Boundary labeling items:
# # # # #
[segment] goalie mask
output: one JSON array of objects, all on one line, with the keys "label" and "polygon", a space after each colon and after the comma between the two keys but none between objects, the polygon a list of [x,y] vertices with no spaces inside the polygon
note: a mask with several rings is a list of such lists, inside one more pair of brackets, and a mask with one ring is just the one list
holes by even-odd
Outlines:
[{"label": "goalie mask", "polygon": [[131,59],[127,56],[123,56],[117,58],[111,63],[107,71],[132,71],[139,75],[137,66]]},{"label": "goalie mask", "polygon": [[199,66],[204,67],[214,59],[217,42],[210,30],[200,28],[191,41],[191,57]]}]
# # # # #
• Exercise requirements: Copy every line of the entries above verbatim, character for character.

• Answer to the exercise:
[segment] goalie mask
output: one JSON array of objects, all on one line, with the keys "label" and "polygon", a space after each colon and after the comma between the two keys but none between objects, the polygon a list of [x,y] vertices with no spaces inside the polygon
note: a mask with several rings is a list of such lists, inside one more pair of brackets, and a mask with one ring is just the one list
holes by even-odd
Outlines:
[{"label": "goalie mask", "polygon": [[131,59],[127,56],[123,56],[117,58],[111,63],[107,71],[132,71],[139,75],[137,66]]},{"label": "goalie mask", "polygon": [[199,66],[204,67],[214,59],[217,42],[210,30],[200,28],[191,41],[191,57]]}]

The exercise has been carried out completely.